* begin *

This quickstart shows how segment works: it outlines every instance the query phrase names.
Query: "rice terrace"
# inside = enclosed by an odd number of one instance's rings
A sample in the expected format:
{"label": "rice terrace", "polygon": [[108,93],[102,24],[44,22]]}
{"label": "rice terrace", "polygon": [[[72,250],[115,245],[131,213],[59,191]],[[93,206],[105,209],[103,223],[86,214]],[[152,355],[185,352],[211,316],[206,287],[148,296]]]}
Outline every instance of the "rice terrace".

* end *

• **DIRECTIVE**: Edit the rows above so that "quickstart" becomes "walkthrough", and leave everything else in them unchanged.

• **WORKED SOLUTION**:
This walkthrough shows how segment works: it outlines every instance the query phrase names.
Query: "rice terrace"
# inside = enclosed by an odd number of one instance's rings
A sample in the expected format:
{"label": "rice terrace", "polygon": [[108,93],[102,24],[44,22]]}
{"label": "rice terrace", "polygon": [[[72,250],[115,245],[131,213],[59,191]],[[93,206],[105,209],[103,223],[86,214]],[[152,355],[185,352],[211,316],[206,287],[148,296]]]}
Outline every instance of the "rice terrace".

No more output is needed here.